(Beginning of DOCUMENT TEXT)

[MarkLogic Dev General] Loading xml files in mark logic server

Rajesh Marklogic rajesh.marklogic at gmail.com
Tue Apr 26 09:47:05 PDT 2011


Hi Danny,

I could load the documents using info:load, it worked fine first time. But
second time, it stopped after loading 100,000 records and again i tried, it
stopped after loading 65K records.

Every time, i cleared the forest before loading the documents.

Can you help me to figure out the above problem. I couldn't find the log
file in opt/marklogic/logs (working in unix server).

Thanks and Regards

Rajesh

On Tue, Apr 19, 2011 at 11:31 PM, Danny Sokolsky <
Danny.Sokolsky at marklogic.com> wrote:

> You might also try using info:load, which loads things in batches.

(End of DOCUMENT TEXT)
(Beginning of RECORD EXCERPTS)

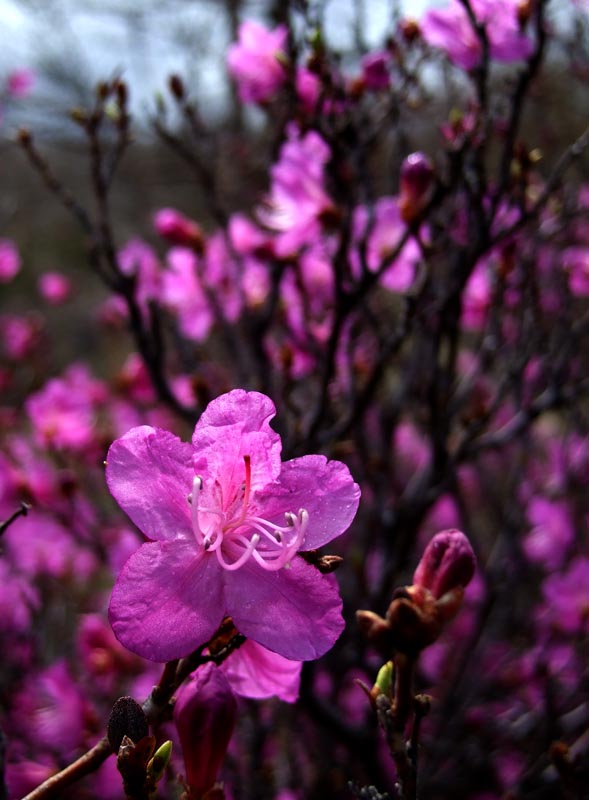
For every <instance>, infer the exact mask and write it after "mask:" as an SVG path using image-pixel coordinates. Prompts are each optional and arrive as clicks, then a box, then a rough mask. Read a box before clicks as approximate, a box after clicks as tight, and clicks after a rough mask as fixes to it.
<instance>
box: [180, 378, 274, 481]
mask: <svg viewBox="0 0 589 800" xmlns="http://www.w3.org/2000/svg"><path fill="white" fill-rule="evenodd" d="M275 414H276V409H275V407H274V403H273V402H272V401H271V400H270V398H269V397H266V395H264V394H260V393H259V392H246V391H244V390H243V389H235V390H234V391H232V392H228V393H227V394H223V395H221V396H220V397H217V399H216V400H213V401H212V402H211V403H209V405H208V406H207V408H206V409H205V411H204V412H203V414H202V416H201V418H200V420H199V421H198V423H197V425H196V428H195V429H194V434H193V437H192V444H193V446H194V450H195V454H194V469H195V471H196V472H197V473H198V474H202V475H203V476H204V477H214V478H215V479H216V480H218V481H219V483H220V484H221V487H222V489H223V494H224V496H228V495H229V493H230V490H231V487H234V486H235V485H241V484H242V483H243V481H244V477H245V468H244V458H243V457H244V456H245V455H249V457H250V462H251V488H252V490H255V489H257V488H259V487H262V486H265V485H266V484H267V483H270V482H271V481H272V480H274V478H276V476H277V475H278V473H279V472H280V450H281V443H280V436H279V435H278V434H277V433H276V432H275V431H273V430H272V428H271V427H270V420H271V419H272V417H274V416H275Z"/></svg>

(End of RECORD EXCERPTS)
(Beginning of RECORD EXCERPTS)

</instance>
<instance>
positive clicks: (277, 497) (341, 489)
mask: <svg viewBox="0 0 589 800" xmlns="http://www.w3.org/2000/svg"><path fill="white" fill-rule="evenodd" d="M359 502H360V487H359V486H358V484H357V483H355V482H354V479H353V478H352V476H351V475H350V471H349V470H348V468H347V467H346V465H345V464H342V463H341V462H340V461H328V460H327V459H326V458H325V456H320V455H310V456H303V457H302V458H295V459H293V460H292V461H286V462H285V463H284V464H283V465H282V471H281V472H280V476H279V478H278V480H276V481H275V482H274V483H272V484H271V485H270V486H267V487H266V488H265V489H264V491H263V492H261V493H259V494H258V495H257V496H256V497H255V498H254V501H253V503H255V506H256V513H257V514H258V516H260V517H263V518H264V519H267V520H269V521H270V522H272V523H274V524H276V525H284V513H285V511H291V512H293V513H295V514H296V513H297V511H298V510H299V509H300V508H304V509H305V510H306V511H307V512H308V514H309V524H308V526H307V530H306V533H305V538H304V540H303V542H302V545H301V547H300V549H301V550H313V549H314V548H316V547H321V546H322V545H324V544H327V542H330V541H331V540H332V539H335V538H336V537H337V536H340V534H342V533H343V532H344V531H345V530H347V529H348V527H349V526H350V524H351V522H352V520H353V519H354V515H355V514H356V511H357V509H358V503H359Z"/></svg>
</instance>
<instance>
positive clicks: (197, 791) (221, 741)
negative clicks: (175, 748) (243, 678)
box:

(End of RECORD EXCERPTS)

[EXERCISE PROMPT] Reproduce the full text of the forum message about loading XML files into MarkLogic Server, word for word and line for line. Work only from the forum message about loading XML files into MarkLogic Server; the records play no part here.

[RESPONSE]
[MarkLogic Dev General] Loading xml files in mark logic server

Rajesh Marklogic rajesh.marklogic at gmail.com
Tue Apr 26 09:47:05 PDT 2011


Hi Danny,

I could load the documents using info:load, it worked fine first time. But
second time, it stopped after loading 100,000 records and again i tried, it
stopped after loading 65K records.

Every time, i cleared the forest before loading the documents.

Can you help me to figure out the above problem. I couldn't find the log
file in opt/marklogic/logs (working in unix server).

Thanks and Regards

Rajesh

On Tue, Apr 19, 2011 at 11:31 PM, Danny Sokolsky <
Danny.Sokolsky at marklogic.com> wrote:

> You might also try using info:load, which loads things in batches.